About this exercise: Extract the lines from the first line of the records below through the line containing "Target: green grass", inclusive, and reproduce them exactly as written.

[[ Data to use, beginning ]]

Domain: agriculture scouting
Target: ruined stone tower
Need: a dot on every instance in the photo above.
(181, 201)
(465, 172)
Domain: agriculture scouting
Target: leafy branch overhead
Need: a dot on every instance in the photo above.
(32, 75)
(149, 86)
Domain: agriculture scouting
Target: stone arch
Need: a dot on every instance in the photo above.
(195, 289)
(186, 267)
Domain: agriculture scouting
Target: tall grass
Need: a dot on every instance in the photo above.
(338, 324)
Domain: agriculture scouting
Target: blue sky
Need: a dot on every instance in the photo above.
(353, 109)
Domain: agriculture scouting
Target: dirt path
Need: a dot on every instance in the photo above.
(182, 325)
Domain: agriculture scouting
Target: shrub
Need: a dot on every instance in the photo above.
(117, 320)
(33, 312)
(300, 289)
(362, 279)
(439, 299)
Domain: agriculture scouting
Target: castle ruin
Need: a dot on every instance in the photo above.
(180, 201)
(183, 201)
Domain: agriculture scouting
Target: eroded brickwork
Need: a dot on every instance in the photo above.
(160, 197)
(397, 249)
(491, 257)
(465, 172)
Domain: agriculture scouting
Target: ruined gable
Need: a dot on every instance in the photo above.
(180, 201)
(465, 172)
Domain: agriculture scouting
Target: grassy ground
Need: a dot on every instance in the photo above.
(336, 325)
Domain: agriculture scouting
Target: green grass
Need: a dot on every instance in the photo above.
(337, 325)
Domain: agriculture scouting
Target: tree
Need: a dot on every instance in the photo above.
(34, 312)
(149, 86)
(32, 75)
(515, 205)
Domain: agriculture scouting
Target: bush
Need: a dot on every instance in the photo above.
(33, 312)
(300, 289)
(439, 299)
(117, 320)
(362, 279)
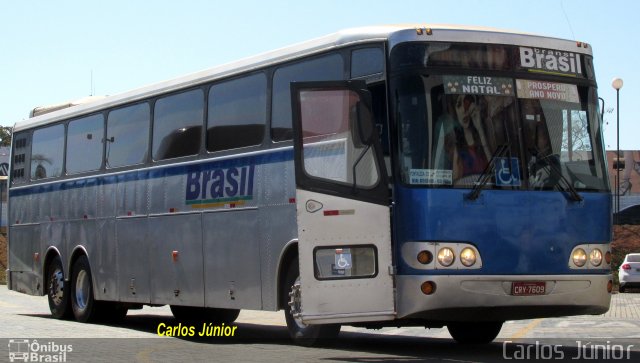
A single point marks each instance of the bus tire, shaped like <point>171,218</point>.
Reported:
<point>204,315</point>
<point>475,332</point>
<point>85,307</point>
<point>301,333</point>
<point>57,292</point>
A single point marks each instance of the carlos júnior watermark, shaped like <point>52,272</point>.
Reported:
<point>581,351</point>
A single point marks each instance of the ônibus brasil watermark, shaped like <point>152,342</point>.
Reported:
<point>26,350</point>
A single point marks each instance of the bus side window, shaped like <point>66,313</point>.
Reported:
<point>20,158</point>
<point>84,144</point>
<point>47,152</point>
<point>237,113</point>
<point>326,68</point>
<point>177,125</point>
<point>128,135</point>
<point>367,62</point>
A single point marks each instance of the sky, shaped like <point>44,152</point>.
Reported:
<point>57,51</point>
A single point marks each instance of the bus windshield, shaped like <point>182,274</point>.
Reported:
<point>455,114</point>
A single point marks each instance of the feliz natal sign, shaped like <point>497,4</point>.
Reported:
<point>478,85</point>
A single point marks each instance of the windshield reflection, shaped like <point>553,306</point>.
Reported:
<point>451,126</point>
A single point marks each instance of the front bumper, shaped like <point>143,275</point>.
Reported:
<point>489,298</point>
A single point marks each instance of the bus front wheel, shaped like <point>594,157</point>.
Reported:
<point>300,332</point>
<point>58,291</point>
<point>84,307</point>
<point>475,332</point>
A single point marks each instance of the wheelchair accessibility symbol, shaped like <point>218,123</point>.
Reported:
<point>342,259</point>
<point>507,172</point>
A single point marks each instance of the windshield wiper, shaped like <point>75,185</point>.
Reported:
<point>573,193</point>
<point>486,173</point>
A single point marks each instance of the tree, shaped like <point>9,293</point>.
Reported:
<point>5,136</point>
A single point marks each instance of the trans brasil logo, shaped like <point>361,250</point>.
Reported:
<point>220,186</point>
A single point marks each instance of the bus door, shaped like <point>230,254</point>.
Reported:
<point>342,199</point>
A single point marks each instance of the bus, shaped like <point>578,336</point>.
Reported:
<point>387,176</point>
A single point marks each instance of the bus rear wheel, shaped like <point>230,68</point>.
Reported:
<point>475,332</point>
<point>301,333</point>
<point>204,315</point>
<point>58,291</point>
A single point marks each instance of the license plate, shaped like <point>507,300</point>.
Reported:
<point>528,288</point>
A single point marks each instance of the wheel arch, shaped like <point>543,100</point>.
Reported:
<point>77,252</point>
<point>289,252</point>
<point>51,253</point>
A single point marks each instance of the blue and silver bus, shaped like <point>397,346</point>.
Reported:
<point>383,176</point>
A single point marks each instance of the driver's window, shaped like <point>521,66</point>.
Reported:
<point>329,148</point>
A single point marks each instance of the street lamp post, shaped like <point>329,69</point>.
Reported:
<point>617,85</point>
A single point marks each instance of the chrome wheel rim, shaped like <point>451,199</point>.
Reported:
<point>83,289</point>
<point>295,304</point>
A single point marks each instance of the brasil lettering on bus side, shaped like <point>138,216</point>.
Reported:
<point>219,187</point>
<point>547,60</point>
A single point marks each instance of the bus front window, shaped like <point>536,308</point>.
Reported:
<point>452,125</point>
<point>459,106</point>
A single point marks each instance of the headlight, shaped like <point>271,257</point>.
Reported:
<point>446,256</point>
<point>468,257</point>
<point>579,257</point>
<point>595,257</point>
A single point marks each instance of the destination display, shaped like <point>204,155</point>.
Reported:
<point>543,90</point>
<point>478,85</point>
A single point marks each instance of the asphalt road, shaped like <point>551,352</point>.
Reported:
<point>26,327</point>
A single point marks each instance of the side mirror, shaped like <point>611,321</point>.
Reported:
<point>363,129</point>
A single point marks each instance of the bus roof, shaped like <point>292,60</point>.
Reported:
<point>394,34</point>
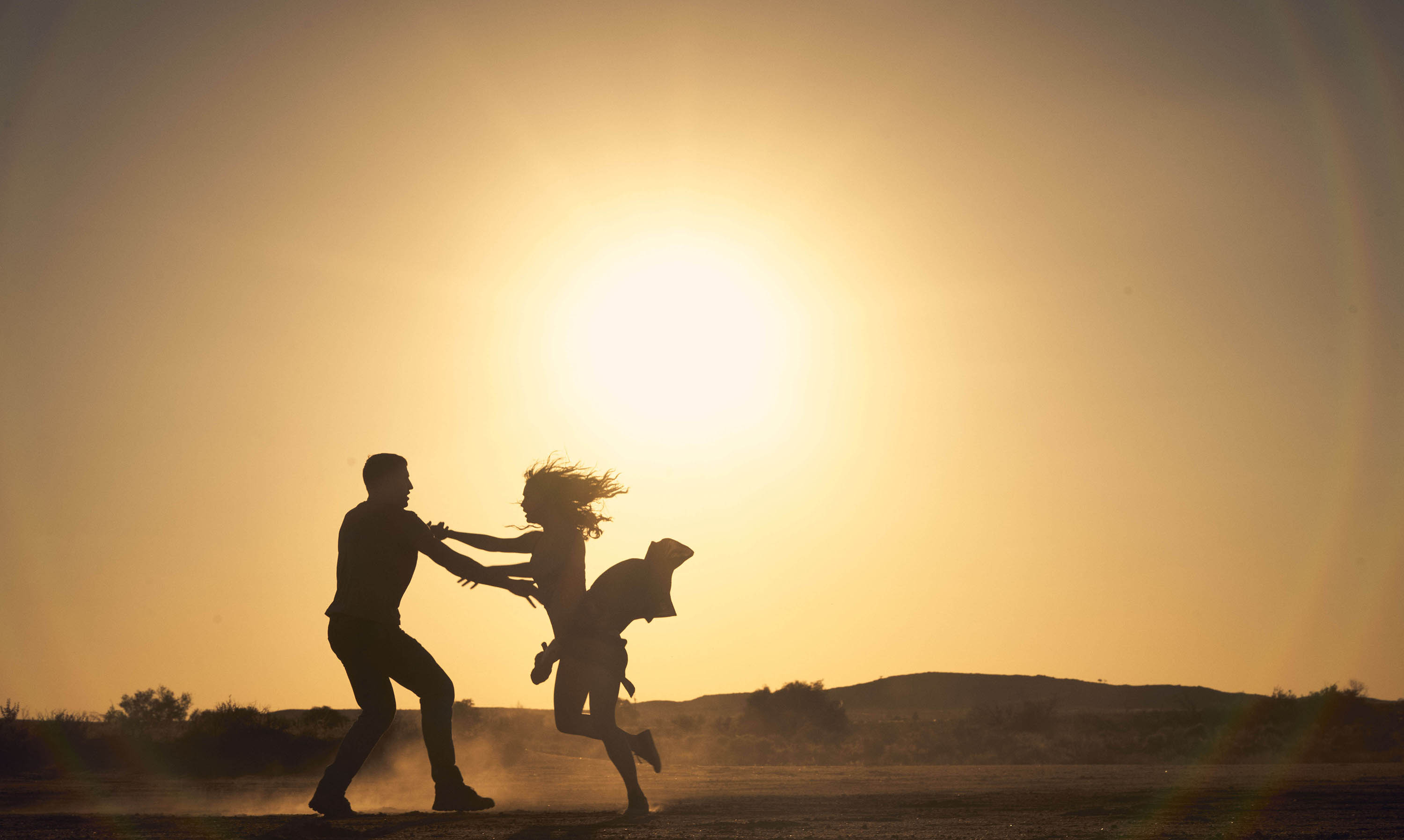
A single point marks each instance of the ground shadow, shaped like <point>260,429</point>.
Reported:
<point>321,828</point>
<point>575,832</point>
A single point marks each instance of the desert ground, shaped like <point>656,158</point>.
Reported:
<point>549,798</point>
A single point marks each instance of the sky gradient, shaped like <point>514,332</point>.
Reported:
<point>1045,339</point>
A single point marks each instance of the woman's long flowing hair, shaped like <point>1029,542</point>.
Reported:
<point>576,491</point>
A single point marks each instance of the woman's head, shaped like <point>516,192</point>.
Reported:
<point>568,492</point>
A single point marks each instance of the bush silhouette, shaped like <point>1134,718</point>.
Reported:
<point>797,709</point>
<point>151,710</point>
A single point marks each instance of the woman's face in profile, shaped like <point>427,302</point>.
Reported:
<point>531,504</point>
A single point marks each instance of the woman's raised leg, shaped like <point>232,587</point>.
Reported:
<point>604,696</point>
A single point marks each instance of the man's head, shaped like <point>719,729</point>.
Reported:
<point>388,480</point>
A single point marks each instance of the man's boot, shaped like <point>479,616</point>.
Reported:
<point>330,798</point>
<point>451,794</point>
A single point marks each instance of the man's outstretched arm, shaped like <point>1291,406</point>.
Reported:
<point>526,544</point>
<point>471,570</point>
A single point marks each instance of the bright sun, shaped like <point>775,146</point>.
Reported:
<point>679,335</point>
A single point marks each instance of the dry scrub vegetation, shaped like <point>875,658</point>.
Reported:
<point>155,731</point>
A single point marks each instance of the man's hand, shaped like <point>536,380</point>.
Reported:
<point>523,588</point>
<point>495,577</point>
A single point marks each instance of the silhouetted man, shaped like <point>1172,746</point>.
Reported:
<point>377,553</point>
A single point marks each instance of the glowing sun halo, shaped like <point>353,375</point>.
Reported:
<point>679,335</point>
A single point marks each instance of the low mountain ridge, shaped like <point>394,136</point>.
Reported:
<point>941,692</point>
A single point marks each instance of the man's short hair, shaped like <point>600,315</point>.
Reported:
<point>382,464</point>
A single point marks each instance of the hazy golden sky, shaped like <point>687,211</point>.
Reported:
<point>1039,337</point>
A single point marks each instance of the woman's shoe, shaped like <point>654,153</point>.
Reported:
<point>332,807</point>
<point>648,751</point>
<point>638,807</point>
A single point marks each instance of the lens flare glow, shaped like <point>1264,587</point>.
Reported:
<point>677,335</point>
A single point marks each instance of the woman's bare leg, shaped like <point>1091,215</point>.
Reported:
<point>570,693</point>
<point>576,682</point>
<point>604,694</point>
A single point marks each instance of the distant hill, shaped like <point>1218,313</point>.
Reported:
<point>937,692</point>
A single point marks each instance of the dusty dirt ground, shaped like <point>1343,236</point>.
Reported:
<point>579,800</point>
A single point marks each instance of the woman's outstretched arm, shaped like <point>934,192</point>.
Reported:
<point>524,544</point>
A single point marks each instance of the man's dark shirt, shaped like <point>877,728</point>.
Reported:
<point>375,561</point>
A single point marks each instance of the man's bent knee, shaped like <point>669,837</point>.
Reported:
<point>572,723</point>
<point>377,720</point>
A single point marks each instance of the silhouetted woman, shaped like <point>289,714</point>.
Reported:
<point>562,498</point>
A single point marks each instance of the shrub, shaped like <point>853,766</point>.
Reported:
<point>151,710</point>
<point>797,709</point>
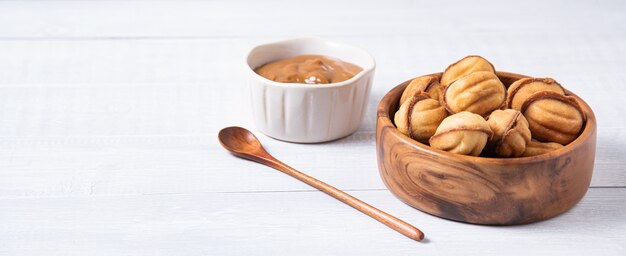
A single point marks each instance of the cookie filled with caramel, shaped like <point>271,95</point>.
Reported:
<point>468,110</point>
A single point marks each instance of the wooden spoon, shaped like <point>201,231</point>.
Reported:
<point>242,143</point>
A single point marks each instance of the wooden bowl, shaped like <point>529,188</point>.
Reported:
<point>480,190</point>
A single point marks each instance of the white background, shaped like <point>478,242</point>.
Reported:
<point>109,112</point>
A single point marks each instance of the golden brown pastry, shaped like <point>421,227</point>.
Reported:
<point>510,132</point>
<point>462,133</point>
<point>553,117</point>
<point>535,148</point>
<point>465,66</point>
<point>429,84</point>
<point>479,92</point>
<point>522,89</point>
<point>419,117</point>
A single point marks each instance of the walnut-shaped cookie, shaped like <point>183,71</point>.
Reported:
<point>535,148</point>
<point>553,117</point>
<point>522,89</point>
<point>465,66</point>
<point>419,117</point>
<point>510,133</point>
<point>463,133</point>
<point>479,92</point>
<point>429,84</point>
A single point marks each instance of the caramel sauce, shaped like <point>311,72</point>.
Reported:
<point>309,69</point>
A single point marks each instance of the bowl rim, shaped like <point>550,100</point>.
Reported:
<point>383,116</point>
<point>366,70</point>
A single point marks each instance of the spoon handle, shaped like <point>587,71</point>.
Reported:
<point>383,217</point>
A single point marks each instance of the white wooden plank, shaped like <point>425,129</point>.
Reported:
<point>197,164</point>
<point>288,223</point>
<point>115,117</point>
<point>60,19</point>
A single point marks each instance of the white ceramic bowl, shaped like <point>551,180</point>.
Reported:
<point>308,113</point>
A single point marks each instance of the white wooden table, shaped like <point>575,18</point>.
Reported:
<point>109,112</point>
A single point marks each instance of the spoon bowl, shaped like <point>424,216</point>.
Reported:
<point>243,143</point>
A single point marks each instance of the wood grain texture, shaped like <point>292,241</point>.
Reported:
<point>109,112</point>
<point>496,191</point>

[[ Data to use, end ]]

Your response:
Domain: agriculture scouting
Target: ruined stone tower
Need: a dot on every instance in the photo above.
(181, 201)
(465, 172)
Domain: agriculture scouting
Target: leafy branch overhead
Need: a dot on every instance in the photo above.
(32, 75)
(149, 86)
Domain: agriculture scouting
Target: stone arch
Need: a dot on every instance in the photo above.
(195, 289)
(186, 267)
Domain: agriculture scouting
Target: tall grass
Need: a dot on every instance in the photo above.
(338, 324)
Domain: agriculture scouting
Target: blue sky
Need: a dot on every instance in the photo above.
(353, 109)
Domain: agriculture scouting
Target: dirt path
Need: a dot on every instance in the photo above.
(182, 325)
Domain: agriculture scouting
Target: shrub
Need: a dot on every instance in the photo above.
(117, 320)
(33, 312)
(300, 289)
(362, 279)
(439, 299)
Domain: agriculture scouting
Target: castle ruin
Need: a dot on every instance in the photo above.
(180, 201)
(183, 201)
Domain: agriculture scouting
Target: eroded brickwork
Need: a dot on every instance in the photo above.
(160, 197)
(397, 249)
(491, 257)
(465, 172)
Domain: agriculture scouting
Target: ruined gable
Need: a dot on every instance in the photo above.
(180, 201)
(465, 172)
Domain: agriculture scouting
Target: grassy ground
Need: a dot on every instance in the photo above.
(336, 325)
Domain: agriculture scouting
Target: green grass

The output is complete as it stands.